# Supplied text
[start]
# Disrespectful boaters/ fisherman



## Little Mac (Apr 29, 2015)

I try to be respectful to other boaters & fisherman & keep my distance from them especially when fishing & expect the same from other fishermen. Today I was fishing with my wife & we were trolling the roadbed & there were a few people fishing near the second bridge so we decided to go further west to the first bridge where we usually have pretty good luck. We were trolling maybe a 100 yard stretch right on the bridge. Well another boat comes along & makes a few circles around us keeping his distance & then starts going back & forth across the bridge crossing my path which is fine & the next thing I know he drops his bridge anchors & anchors directly on top of the bridge. Needless to say I was pi##ed. It wouldn't have bothered me if he would hav just came up & anchored after I had passed through the area but this guy watched me make a few passes back & forth & then just decided he was gonna anchor. We just went on our way & caught more fish. I guess you can't fix stupid. Sorry for the rant


----------



## Whitebassfisher (May 4, 2007)

Was his boat or anchor in your original path or just near it? Could you have kept kept fishing without changing your path? If not, he was rude.


----------



## Little Mac (Apr 29, 2015)

He was in my direct path. I didn't have any buoys of but he watched me for about 10 minutes & then just proceeds to jump right in there & anchor up. Just rude lol


----------



## Whitebassfisher (May 4, 2007)

Little Mac said:


> *He was in my direct path.* I didn't have any buoys of but he watched me for about 10 minutes & then just proceeds to jump right in there & anchor up. Just rude lol


Yes, rude. Not having buoys doesn't matter if he observed you go back and forth. 
I was trying to give him the benefit of the doubt, hoping he was casting into the area when you weren't there. But, that is not the case.


----------



## Little Mac (Apr 29, 2015)

Lucky for him I haven't made my bridge anchors yet or I would have just pulled up beside him & anchored & seen how he liked that LOL


----------



## dk2429 (Mar 27, 2015)

I ****** off a dude at Chocolate Bayou even though I was doing nothing wrong. The man had his boat anchored RIGHT IN THE MIDDLE of the ICW through chocolate bay. I just kept scooting through around 50mph and one of them flipped me off and the other just had his hands out to his side thinking "***?" I was gonna slow down to inform him that his boat was in the middle of the freakin channel, but I decided to keep rolling


----------



## Whitebassfisher (May 4, 2007)
[end]
# Problems and tasks
A. From the disrespectful-boaters thread, return verbatim the passage that opens with the words containing "Yes, rude. Not" and closes with "not the case.".
B. In the disrespectful-boaters thread, about how long did the other boat watch Little Mac before anchoring in his path?

# Information supplied
[start]
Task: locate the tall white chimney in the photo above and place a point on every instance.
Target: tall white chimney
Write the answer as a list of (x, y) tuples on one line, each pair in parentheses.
[end]
# Solution set
A.
Yes, rude. Not having buoys doesn't matter if he observed you go back and forth. 
I was trying to give him the benefit of the doubt, hoping he was casting into the area when you weren't there. But, that is not the case.

B. About 10 minutes.